◆ RECORDS FOR THIS TASK:

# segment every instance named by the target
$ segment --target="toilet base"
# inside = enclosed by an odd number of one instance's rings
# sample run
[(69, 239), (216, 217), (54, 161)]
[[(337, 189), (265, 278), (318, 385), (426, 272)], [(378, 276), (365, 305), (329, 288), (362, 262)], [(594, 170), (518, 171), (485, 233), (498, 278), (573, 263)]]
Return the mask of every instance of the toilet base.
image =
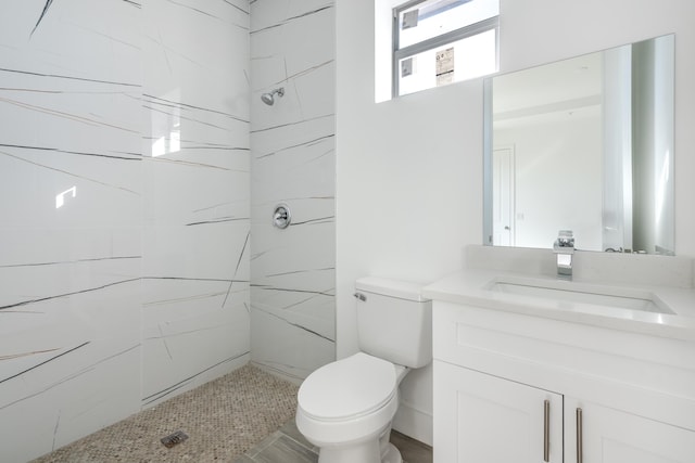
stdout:
[(401, 452), (389, 442), (391, 426), (379, 439), (369, 439), (350, 446), (320, 447), (318, 463), (403, 463)]

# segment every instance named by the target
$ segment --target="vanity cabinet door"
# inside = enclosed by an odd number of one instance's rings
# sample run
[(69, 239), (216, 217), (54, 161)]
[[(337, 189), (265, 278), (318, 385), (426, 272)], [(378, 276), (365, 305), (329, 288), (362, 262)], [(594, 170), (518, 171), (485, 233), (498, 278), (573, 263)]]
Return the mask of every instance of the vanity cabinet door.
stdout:
[(695, 432), (566, 397), (565, 463), (576, 462), (693, 463)]
[(563, 461), (563, 396), (434, 360), (434, 463)]

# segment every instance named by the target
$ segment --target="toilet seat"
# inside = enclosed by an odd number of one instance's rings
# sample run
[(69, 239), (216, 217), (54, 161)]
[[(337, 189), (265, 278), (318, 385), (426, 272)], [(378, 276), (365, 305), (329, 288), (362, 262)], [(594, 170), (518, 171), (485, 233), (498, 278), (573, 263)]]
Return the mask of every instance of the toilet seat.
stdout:
[(393, 363), (358, 352), (312, 373), (300, 387), (298, 404), (306, 417), (340, 422), (374, 413), (396, 395)]

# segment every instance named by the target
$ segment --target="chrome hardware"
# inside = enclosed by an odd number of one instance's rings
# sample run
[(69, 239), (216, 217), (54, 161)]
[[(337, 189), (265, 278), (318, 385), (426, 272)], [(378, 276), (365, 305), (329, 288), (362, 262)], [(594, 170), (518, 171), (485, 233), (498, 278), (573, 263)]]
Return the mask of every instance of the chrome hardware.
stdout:
[(543, 461), (551, 461), (551, 401), (543, 402)]
[(278, 204), (273, 213), (273, 224), (280, 230), (289, 227), (292, 221), (292, 215), (287, 204)]
[(577, 409), (577, 463), (582, 463), (584, 460), (582, 438), (582, 409)]
[(557, 260), (557, 276), (572, 279), (572, 254), (574, 254), (574, 236), (571, 230), (560, 230), (553, 243), (553, 253)]

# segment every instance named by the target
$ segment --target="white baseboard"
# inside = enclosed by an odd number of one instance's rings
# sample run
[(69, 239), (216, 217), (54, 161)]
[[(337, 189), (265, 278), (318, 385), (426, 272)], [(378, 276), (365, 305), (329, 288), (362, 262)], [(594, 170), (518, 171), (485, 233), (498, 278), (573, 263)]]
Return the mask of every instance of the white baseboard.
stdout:
[(401, 403), (393, 417), (393, 428), (420, 442), (432, 446), (432, 415)]

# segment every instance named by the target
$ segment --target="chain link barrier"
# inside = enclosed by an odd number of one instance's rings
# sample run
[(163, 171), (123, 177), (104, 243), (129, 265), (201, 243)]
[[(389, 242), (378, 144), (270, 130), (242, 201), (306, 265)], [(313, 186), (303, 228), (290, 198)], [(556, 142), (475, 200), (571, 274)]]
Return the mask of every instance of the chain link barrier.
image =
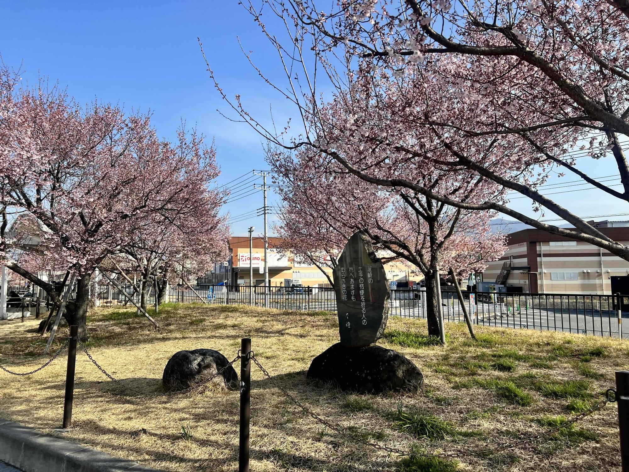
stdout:
[(264, 374), (267, 378), (271, 381), (274, 385), (277, 387), (284, 395), (288, 397), (295, 405), (299, 407), (304, 413), (306, 413), (309, 416), (313, 418), (314, 420), (318, 422), (323, 424), (326, 427), (329, 428), (333, 431), (337, 432), (337, 434), (347, 437), (351, 441), (356, 442), (359, 442), (365, 446), (369, 446), (374, 449), (381, 449), (382, 451), (386, 451), (387, 452), (392, 452), (394, 454), (397, 454), (400, 456), (421, 456), (421, 457), (429, 457), (429, 458), (463, 458), (469, 457), (470, 456), (489, 456), (490, 454), (496, 454), (498, 452), (501, 452), (504, 451), (508, 449), (514, 449), (520, 446), (523, 446), (530, 442), (533, 442), (538, 439), (540, 439), (543, 437), (551, 435), (555, 432), (559, 431), (562, 428), (570, 426), (571, 424), (576, 423), (583, 418), (585, 418), (593, 413), (598, 411), (603, 408), (607, 403), (616, 402), (616, 391), (612, 388), (608, 389), (605, 392), (605, 398), (598, 402), (591, 407), (589, 408), (584, 412), (580, 413), (576, 416), (571, 418), (571, 419), (564, 422), (561, 424), (555, 426), (550, 429), (545, 431), (536, 434), (533, 436), (530, 436), (525, 438), (519, 441), (515, 442), (510, 442), (504, 446), (498, 446), (497, 447), (486, 448), (484, 449), (481, 449), (479, 451), (469, 451), (469, 452), (444, 452), (442, 454), (430, 454), (430, 453), (423, 453), (416, 451), (403, 451), (402, 449), (399, 449), (396, 447), (391, 447), (387, 446), (383, 446), (382, 444), (378, 444), (376, 442), (372, 442), (370, 441), (365, 441), (362, 438), (359, 437), (355, 434), (348, 432), (343, 429), (341, 426), (337, 425), (334, 425), (330, 423), (329, 421), (321, 418), (320, 416), (314, 413), (311, 410), (308, 408), (303, 403), (297, 400), (293, 395), (287, 392), (285, 388), (280, 386), (277, 381), (271, 376), (269, 371), (260, 363), (260, 361), (255, 357), (255, 355), (251, 356), (252, 360), (255, 363), (255, 365), (258, 366), (258, 368), (262, 371), (262, 374)]
[[(110, 380), (115, 382), (116, 384), (118, 384), (118, 385), (120, 385), (120, 386), (121, 386), (123, 388), (124, 388), (124, 389), (125, 389), (126, 390), (128, 390), (129, 391), (132, 391), (134, 393), (136, 393), (136, 394), (137, 394), (138, 395), (139, 395), (140, 396), (145, 396), (145, 397), (146, 396), (155, 396), (156, 395), (160, 395), (159, 393), (155, 393), (153, 395), (149, 395), (149, 394), (145, 393), (144, 392), (140, 391), (140, 390), (136, 390), (136, 389), (133, 388), (132, 387), (130, 387), (130, 386), (128, 386), (127, 385), (125, 385), (124, 383), (123, 383), (122, 382), (121, 382), (120, 380), (118, 380), (118, 379), (114, 378), (113, 376), (112, 376), (109, 373), (108, 373), (106, 370), (105, 370), (98, 362), (97, 362), (94, 359), (94, 357), (92, 357), (92, 355), (89, 353), (89, 352), (87, 351), (87, 349), (86, 348), (86, 347), (84, 346), (83, 346), (83, 344), (82, 343), (79, 342), (79, 344), (81, 346), (81, 349), (83, 350), (83, 352), (85, 352), (86, 355), (87, 356), (87, 357), (89, 359), (89, 360), (91, 361), (92, 363), (94, 366), (96, 366), (96, 368), (98, 369), (98, 370), (99, 370), (104, 376), (106, 376), (106, 377), (108, 377)], [(182, 390), (177, 390), (177, 391), (167, 391), (167, 392), (165, 392), (164, 395), (166, 395), (169, 396), (177, 396), (177, 395), (184, 395), (185, 393), (189, 393), (191, 391), (192, 391), (193, 390), (198, 390), (199, 388), (201, 388), (201, 387), (203, 386), (206, 384), (208, 383), (209, 382), (211, 381), (214, 379), (216, 378), (216, 377), (218, 377), (221, 374), (222, 374), (223, 373), (223, 371), (227, 368), (228, 368), (230, 366), (231, 366), (232, 364), (233, 364), (233, 363), (235, 362), (236, 362), (237, 361), (238, 361), (239, 359), (240, 359), (240, 350), (238, 351), (238, 355), (235, 357), (234, 357), (234, 359), (233, 360), (230, 361), (227, 364), (226, 366), (225, 366), (225, 367), (223, 367), (223, 368), (221, 368), (221, 369), (220, 369), (219, 371), (218, 371), (215, 374), (214, 374), (211, 376), (208, 377), (208, 378), (204, 379), (203, 382), (201, 382), (200, 383), (198, 383), (198, 384), (196, 384), (195, 385), (193, 385), (192, 386), (188, 387), (187, 388), (185, 388), (185, 389), (184, 389)]]
[(34, 374), (36, 372), (39, 372), (44, 368), (47, 367), (48, 364), (50, 364), (50, 362), (52, 362), (53, 361), (57, 359), (57, 357), (59, 356), (59, 354), (61, 354), (61, 351), (62, 351), (67, 346), (68, 343), (69, 342), (70, 342), (69, 339), (66, 340), (65, 342), (64, 343), (63, 346), (62, 346), (61, 347), (59, 348), (58, 351), (57, 351), (56, 352), (55, 352), (55, 354), (52, 355), (52, 357), (48, 359), (48, 361), (47, 361), (46, 362), (43, 366), (42, 366), (41, 367), (38, 367), (34, 371), (31, 371), (30, 372), (21, 372), (21, 373), (13, 372), (13, 371), (9, 370), (6, 368), (3, 367), (2, 366), (0, 366), (0, 369), (4, 371), (4, 372), (7, 373), (8, 374), (11, 374), (11, 375), (18, 375), (20, 376), (25, 375), (31, 375), (31, 374)]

◆ SHORT PROBLEM: Can you convert the records, from their start through the line holding "413), (396, 395)]" inclusive, into a JSON list of strings, one string per line, with blank lines skipped and the pictures left out?

◆ COMPLETE RESPONSE:
[
  "# segment every instance named by the target",
  "$ segment --target=\"toilet base\"",
  "# inside = enclosed by an odd number of one instance's rings",
  "# sample run",
  "[(69, 239), (216, 217), (54, 161)]",
  "[[(337, 189), (265, 278), (318, 385), (426, 272)], [(378, 276), (365, 305), (329, 288), (362, 262)], [(594, 170), (518, 171), (485, 233), (498, 278), (573, 263)]]",
  "Return the mask of every instance of the toilet base.",
  "image =",
  "stdout:",
  "[(401, 452), (389, 442), (391, 426), (379, 439), (369, 439), (350, 446), (320, 447), (318, 463), (403, 463)]",
  "# segment every instance named by the target",
  "$ segment --target=\"vanity cabinet door\"",
  "# inside = enclosed by an odd number of one instance's rings",
  "# sample run",
  "[(69, 239), (216, 217), (54, 161)]",
  "[[(337, 189), (265, 278), (318, 385), (426, 272)], [(378, 276), (365, 305), (329, 288), (362, 262)], [(594, 170), (518, 171), (485, 233), (498, 278), (573, 263)]]",
  "Return the mask of every instance of the vanity cabinet door.",
  "stdout:",
  "[(695, 432), (566, 397), (565, 463), (576, 462), (693, 463)]",
  "[(563, 461), (563, 396), (434, 360), (434, 463)]",
  "# segment every instance named by the target",
  "$ segment --target=\"toilet seat\"",
  "# inside = enclosed by an odd number of one instance's rings",
  "# sample run",
  "[(69, 239), (216, 217), (54, 161)]",
  "[[(337, 189), (265, 278), (318, 385), (426, 272)], [(378, 276), (365, 305), (329, 288), (362, 262)], [(594, 170), (518, 171), (485, 233), (498, 278), (573, 263)]]",
  "Return the mask of every instance of the toilet seat.",
  "stdout:",
  "[(393, 363), (358, 352), (312, 373), (300, 387), (298, 404), (306, 417), (340, 422), (374, 413), (396, 395)]"
]